Exact duplicates of all the records are needed.

Data:
Content starts

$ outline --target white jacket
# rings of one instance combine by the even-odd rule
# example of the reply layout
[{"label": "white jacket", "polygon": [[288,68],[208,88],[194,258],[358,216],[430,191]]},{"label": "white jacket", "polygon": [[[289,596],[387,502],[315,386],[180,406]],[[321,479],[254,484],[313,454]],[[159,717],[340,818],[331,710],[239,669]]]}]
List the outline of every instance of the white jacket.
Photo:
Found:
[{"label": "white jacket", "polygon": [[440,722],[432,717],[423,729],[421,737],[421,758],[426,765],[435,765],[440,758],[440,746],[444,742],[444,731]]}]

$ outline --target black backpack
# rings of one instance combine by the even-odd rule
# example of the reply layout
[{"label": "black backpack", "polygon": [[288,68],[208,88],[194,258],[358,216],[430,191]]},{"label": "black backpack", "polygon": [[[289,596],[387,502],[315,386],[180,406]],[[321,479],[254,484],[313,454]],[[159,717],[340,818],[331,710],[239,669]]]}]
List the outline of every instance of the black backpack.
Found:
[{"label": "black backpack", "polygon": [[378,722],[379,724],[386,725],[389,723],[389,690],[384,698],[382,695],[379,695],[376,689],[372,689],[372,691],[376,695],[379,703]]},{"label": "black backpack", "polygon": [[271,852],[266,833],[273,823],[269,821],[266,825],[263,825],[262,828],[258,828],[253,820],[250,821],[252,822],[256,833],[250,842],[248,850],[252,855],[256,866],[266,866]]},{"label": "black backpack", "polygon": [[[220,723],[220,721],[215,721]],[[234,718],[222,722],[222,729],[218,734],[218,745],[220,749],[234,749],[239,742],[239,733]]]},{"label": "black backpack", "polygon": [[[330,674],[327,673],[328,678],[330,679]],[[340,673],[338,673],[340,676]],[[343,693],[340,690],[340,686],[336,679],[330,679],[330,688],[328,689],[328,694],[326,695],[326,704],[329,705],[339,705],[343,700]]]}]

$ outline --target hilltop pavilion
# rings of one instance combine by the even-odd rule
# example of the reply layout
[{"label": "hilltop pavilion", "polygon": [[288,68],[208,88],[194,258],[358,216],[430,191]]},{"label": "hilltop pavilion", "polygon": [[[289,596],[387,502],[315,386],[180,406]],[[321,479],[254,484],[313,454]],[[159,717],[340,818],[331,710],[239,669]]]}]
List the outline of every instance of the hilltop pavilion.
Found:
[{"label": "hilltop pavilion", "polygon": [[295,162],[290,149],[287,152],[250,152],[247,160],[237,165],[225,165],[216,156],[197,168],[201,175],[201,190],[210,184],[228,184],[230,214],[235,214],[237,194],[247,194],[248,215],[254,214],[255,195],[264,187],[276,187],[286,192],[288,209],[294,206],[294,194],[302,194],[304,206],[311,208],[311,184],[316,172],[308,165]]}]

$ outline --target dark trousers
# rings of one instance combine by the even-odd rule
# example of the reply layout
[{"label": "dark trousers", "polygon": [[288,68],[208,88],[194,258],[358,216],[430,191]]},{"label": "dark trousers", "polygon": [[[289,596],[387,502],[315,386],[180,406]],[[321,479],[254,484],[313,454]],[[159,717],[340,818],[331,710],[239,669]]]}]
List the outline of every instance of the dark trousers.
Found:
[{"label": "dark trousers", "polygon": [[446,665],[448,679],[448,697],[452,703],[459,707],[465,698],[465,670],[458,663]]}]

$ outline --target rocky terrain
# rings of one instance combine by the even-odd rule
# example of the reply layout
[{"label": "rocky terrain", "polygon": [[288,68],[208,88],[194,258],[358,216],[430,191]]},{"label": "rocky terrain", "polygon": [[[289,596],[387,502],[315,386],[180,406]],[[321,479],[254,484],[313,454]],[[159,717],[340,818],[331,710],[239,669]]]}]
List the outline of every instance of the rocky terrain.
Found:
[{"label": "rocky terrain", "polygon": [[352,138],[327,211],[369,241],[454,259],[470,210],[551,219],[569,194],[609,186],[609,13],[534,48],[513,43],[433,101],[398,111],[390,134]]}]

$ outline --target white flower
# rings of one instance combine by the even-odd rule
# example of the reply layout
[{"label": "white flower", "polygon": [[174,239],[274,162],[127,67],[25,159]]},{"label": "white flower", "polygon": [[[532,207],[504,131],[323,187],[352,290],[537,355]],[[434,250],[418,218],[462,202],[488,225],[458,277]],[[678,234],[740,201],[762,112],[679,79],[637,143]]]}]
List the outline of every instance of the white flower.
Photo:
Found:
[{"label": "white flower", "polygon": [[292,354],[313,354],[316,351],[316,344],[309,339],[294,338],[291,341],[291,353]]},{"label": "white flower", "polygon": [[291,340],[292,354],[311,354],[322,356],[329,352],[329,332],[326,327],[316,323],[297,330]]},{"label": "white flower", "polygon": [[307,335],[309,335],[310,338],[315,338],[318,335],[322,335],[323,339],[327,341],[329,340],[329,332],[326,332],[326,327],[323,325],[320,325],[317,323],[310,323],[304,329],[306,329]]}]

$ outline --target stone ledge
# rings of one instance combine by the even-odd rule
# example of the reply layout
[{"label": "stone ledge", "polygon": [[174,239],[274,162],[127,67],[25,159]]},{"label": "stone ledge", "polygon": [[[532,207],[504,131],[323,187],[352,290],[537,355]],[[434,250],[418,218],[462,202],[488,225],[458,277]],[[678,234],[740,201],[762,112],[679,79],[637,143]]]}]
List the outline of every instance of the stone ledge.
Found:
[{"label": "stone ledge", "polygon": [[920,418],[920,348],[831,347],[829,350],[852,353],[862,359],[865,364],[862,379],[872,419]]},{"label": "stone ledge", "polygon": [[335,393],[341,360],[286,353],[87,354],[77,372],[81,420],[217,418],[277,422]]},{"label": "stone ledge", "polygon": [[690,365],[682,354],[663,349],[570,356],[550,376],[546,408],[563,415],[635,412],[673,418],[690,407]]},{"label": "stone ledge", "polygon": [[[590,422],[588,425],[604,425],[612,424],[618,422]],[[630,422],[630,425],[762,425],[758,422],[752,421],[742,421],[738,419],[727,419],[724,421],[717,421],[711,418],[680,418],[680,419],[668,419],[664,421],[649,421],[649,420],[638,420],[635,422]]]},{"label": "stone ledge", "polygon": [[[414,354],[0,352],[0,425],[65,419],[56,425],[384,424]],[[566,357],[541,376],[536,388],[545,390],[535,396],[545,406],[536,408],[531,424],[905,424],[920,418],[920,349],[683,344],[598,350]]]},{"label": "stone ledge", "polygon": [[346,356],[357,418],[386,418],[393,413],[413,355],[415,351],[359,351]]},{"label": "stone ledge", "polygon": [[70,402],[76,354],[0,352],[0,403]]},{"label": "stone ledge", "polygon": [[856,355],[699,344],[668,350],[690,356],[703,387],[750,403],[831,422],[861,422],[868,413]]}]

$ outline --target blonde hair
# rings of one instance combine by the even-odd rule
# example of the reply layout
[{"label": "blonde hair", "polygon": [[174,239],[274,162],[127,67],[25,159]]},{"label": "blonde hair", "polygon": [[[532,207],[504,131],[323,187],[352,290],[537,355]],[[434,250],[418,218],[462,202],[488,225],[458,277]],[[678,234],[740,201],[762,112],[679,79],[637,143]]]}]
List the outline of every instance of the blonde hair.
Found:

Content ends

Task result:
$ outline --target white jacket
# rings of one instance combine by the even-odd rule
# example of the reply layout
[{"label": "white jacket", "polygon": [[288,68],[208,88],[194,258],[358,216],[430,191]]},{"label": "white jacket", "polygon": [[[289,596],[387,502],[315,386],[180,406]],[[321,479],[254,484],[313,454]],[[159,717],[340,818],[331,710],[239,669]]]}]
List the outline of every instance of the white jacket.
Photo:
Found:
[{"label": "white jacket", "polygon": [[440,722],[432,717],[423,729],[421,737],[421,758],[426,765],[435,765],[440,758],[440,746],[444,742],[444,731]]}]

$ outline --target black backpack
# rings of one instance combine by the even-odd rule
# example of the reply layout
[{"label": "black backpack", "polygon": [[288,68],[208,88],[194,258],[358,216],[430,191]]},{"label": "black backpack", "polygon": [[[289,596],[387,502],[315,386],[180,406]],[[321,479],[254,484],[313,454]],[[159,717],[340,818],[331,710],[239,669]]]}]
List the outline of every instance of the black backpack.
Found:
[{"label": "black backpack", "polygon": [[378,722],[379,724],[386,725],[389,723],[389,690],[384,698],[382,695],[379,695],[376,689],[372,689],[372,691],[376,695],[379,703]]},{"label": "black backpack", "polygon": [[271,852],[266,833],[273,823],[269,821],[266,825],[263,825],[262,828],[258,828],[253,820],[250,821],[252,822],[256,833],[250,842],[248,850],[252,855],[256,866],[266,866]]},{"label": "black backpack", "polygon": [[[220,723],[220,721],[215,721]],[[234,718],[222,722],[222,729],[218,734],[218,745],[220,749],[234,749],[239,742],[239,733]]]},{"label": "black backpack", "polygon": [[[330,674],[327,673],[328,678],[330,679]],[[340,673],[338,673],[340,676]],[[343,693],[340,690],[340,686],[336,679],[330,679],[330,688],[328,689],[328,694],[326,695],[326,704],[329,705],[339,705],[343,700]]]}]

$ outline --target hilltop pavilion
# rings of one instance combine by the even-odd rule
# example of the reply layout
[{"label": "hilltop pavilion", "polygon": [[288,68],[208,88],[194,258],[358,216],[430,191]]},{"label": "hilltop pavilion", "polygon": [[[289,596],[387,502],[315,386],[180,406]],[[321,479],[254,484],[313,454]],[[159,717],[340,818],[331,710],[239,669]]]}]
List the outline of every instance of the hilltop pavilion.
Found:
[{"label": "hilltop pavilion", "polygon": [[295,162],[290,149],[287,152],[250,152],[247,160],[237,165],[225,165],[216,156],[197,168],[201,175],[201,190],[210,184],[228,184],[230,214],[235,214],[237,194],[247,194],[248,215],[254,214],[255,195],[264,187],[276,187],[286,192],[288,209],[294,206],[294,194],[302,194],[304,206],[311,208],[311,184],[316,172],[308,165]]}]

$ outline --target dark trousers
# rings of one instance combine by the even-odd rule
# example of the reply layout
[{"label": "dark trousers", "polygon": [[288,68],[208,88],[194,258],[358,216],[430,191]]},{"label": "dark trousers", "polygon": [[[289,596],[387,502],[315,386],[180,406]],[[321,479],[254,484],[313,454]],[[159,717],[340,818],[331,710],[239,669]]]}]
List the outline of every instance of the dark trousers.
Found:
[{"label": "dark trousers", "polygon": [[446,665],[448,679],[448,697],[452,703],[459,707],[465,698],[465,670],[458,663]]}]

$ outline --target rocky terrain
# rings of one instance combine by the even-odd rule
# example of the reply layout
[{"label": "rocky terrain", "polygon": [[288,68],[208,88],[194,258],[358,216],[430,191]]},{"label": "rocky terrain", "polygon": [[[289,596],[387,502],[315,386],[180,406]],[[321,479],[254,484],[313,454]],[[159,717],[340,818],[331,710],[239,669]]]}]
List the outline of every instance of the rocky terrain.
Found:
[{"label": "rocky terrain", "polygon": [[352,138],[327,211],[369,241],[454,259],[470,210],[551,219],[569,194],[609,186],[609,13],[534,48],[513,43],[433,101],[398,111],[390,134]]}]

$ outline --target white flower
# rings of one instance combine by the even-odd rule
# example of the reply layout
[{"label": "white flower", "polygon": [[174,239],[274,162],[127,67],[25,159]]},{"label": "white flower", "polygon": [[[532,207],[504,131],[323,187],[352,290],[537,355]],[[434,250],[418,218],[462,202],[488,225],[458,277]],[[678,234],[740,201],[762,112],[679,79],[637,143]]]}]
List the outline of every instance of the white flower.
Photo:
Found:
[{"label": "white flower", "polygon": [[292,354],[313,354],[316,351],[316,344],[309,339],[294,338],[291,341],[291,353]]},{"label": "white flower", "polygon": [[291,340],[292,354],[311,354],[322,356],[329,352],[329,332],[326,327],[316,323],[297,330]]},{"label": "white flower", "polygon": [[307,335],[309,335],[310,338],[315,338],[318,335],[322,335],[323,339],[327,341],[329,340],[329,332],[326,332],[326,327],[323,325],[320,325],[317,323],[310,323],[304,329],[306,329]]}]

$ outline --target stone ledge
# rings of one instance combine by the even-odd rule
# example of the reply layout
[{"label": "stone ledge", "polygon": [[174,239],[274,162],[127,67],[25,159]]},{"label": "stone ledge", "polygon": [[[532,207],[504,131],[323,187],[352,290],[537,355]],[[434,250],[418,218],[462,202],[488,225],[458,277]],[[678,234],[740,201],[762,112],[679,79],[637,143]]]}]
List the outline of every instance of the stone ledge.
Found:
[{"label": "stone ledge", "polygon": [[920,418],[920,348],[831,347],[829,350],[852,353],[862,359],[865,364],[862,379],[872,419]]},{"label": "stone ledge", "polygon": [[335,393],[341,360],[286,353],[87,354],[77,372],[81,420],[217,418],[277,422]]},{"label": "stone ledge", "polygon": [[690,365],[682,354],[663,349],[570,356],[550,376],[546,408],[563,415],[635,412],[673,418],[690,407]]},{"label": "stone ledge", "polygon": [[[590,422],[588,425],[604,425],[612,424],[618,422]],[[630,422],[630,425],[762,425],[758,422],[752,421],[742,421],[738,419],[727,419],[724,421],[717,421],[711,418],[680,418],[680,419],[668,419],[664,421],[649,421],[649,420],[638,420],[635,422]]]},{"label": "stone ledge", "polygon": [[[414,354],[0,352],[0,425],[65,419],[56,425],[384,424]],[[566,357],[541,376],[536,388],[545,390],[535,396],[545,406],[536,408],[531,424],[905,424],[920,418],[920,349],[683,344],[598,350]]]},{"label": "stone ledge", "polygon": [[346,356],[357,418],[386,418],[393,413],[413,355],[415,351],[359,351]]},{"label": "stone ledge", "polygon": [[70,402],[76,354],[0,352],[0,403]]},{"label": "stone ledge", "polygon": [[856,355],[699,344],[668,350],[690,356],[703,387],[750,403],[831,422],[861,422],[868,413]]}]

$ outline --target blonde hair
# rings of one instance combine by the even-odd rule
# example of the reply layout
[{"label": "blonde hair", "polygon": [[174,239],[274,162],[127,67],[25,159]]},{"label": "blonde hair", "polygon": [[[532,207],[504,131],[323,187],[352,290],[537,355]],[[434,250],[418,218],[462,202],[488,225],[458,277]],[[678,234],[740,201],[762,112],[679,79],[637,143]]]}]
List the outline of every instance of the blonde hair.
Found:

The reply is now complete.